_Document segment_
Reboul-Vien was one of only fifteen women to be accepted as full academicians in the 145-year history of the Académie royale de peinture et de sculpture in Paris. She was admitted in 1757, the same year in which she married Joseph-Marie Vien. It had been 37 years since the last woman, Rosalba Carriera, became an academician. Reboul-Vien's husband was a prominent member of the Académie, which likely led to her acceptance. At the time, Reboul-Vien was described as "a painter of miniatures and gouaches specializing in flowers, butterflies and birds." Her reception piece was Two Pigeons Pigeons on a Tree Branch, which she submitted to the Académie in 1762.

She exhibited her works at the Salons of 1757, 1759, 1763, 1765, and 1767. These included watercolors of a hen with her chicks, a kestrel killing a small bird, a golden pheasant from China, a brooding pigeon, and a bird of prey following a butterfly. At the Salon of 1767, Denis Diderot praised A Crested Hen Watching over Her Chicks as a "very handsome small painting" that was "painted with great vigor and coloristic truth ... Everything's right, including the bits of straw scattered around the hen." He concluded, more critically, "I'm surprised by her hen; I didn't think she was this accomplished." Even so, reviews of Reboul-Vien's works were mostly positive. Several of her works were acquired by Catherine the Great. By the late the nineteenth century, few of her watercolors could be located.

Stored entries:
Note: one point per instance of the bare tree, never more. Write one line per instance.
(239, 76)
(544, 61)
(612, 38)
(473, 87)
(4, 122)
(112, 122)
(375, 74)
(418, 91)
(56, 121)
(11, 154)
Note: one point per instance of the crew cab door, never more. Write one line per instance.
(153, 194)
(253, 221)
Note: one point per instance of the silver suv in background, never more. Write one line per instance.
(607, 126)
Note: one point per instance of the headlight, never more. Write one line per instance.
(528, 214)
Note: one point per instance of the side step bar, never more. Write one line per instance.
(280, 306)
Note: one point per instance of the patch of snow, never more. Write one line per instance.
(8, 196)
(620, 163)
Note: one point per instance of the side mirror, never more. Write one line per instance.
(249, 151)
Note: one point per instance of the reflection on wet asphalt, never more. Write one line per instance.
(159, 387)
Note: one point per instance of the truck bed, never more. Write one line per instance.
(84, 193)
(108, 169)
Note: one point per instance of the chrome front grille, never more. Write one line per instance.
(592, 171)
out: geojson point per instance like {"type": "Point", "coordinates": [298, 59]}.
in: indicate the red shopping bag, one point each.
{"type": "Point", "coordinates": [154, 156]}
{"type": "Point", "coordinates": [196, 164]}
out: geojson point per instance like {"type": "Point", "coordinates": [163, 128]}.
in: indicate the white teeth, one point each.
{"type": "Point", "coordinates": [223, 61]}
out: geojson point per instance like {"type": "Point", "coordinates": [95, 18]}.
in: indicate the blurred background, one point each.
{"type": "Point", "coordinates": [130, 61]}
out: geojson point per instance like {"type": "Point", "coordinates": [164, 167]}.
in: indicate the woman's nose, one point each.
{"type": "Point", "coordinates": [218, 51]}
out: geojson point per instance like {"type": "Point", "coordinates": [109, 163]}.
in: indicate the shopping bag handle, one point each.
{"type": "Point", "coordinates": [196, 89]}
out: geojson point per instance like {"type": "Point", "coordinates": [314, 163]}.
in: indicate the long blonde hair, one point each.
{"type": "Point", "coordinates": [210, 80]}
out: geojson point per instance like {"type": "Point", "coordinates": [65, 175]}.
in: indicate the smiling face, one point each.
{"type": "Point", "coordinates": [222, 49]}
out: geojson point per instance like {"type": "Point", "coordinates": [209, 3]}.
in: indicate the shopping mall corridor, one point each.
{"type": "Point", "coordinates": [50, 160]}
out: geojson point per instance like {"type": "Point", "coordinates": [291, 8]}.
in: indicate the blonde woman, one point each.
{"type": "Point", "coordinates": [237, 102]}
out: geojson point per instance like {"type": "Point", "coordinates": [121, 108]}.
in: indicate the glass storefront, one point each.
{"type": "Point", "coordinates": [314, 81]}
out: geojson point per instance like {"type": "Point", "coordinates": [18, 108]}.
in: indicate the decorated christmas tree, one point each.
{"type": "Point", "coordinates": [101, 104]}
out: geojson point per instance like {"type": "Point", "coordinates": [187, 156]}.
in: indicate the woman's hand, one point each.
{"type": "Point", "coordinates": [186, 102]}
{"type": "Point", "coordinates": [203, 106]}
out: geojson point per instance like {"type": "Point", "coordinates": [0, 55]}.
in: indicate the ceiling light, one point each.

_What the task requires_
Can you reproduce the passage on Reboul-Vien above word for word, starting with "She exhibited her" and going on through "could be located."?

_Solution for this problem_
She exhibited her works at the Salons of 1757, 1759, 1763, 1765, and 1767. These included watercolors of a hen with her chicks, a kestrel killing a small bird, a golden pheasant from China, a brooding pigeon, and a bird of prey following a butterfly. At the Salon of 1767, Denis Diderot praised A Crested Hen Watching over Her Chicks as a "very handsome small painting" that was "painted with great vigor and coloristic truth ... Everything's right, including the bits of straw scattered around the hen." He concluded, more critically, "I'm surprised by her hen; I didn't think she was this accomplished." Even so, reviews of Reboul-Vien's works were mostly positive. Several of her works were acquired by Catherine the Great. By the late the nineteenth century, few of her watercolors could be located.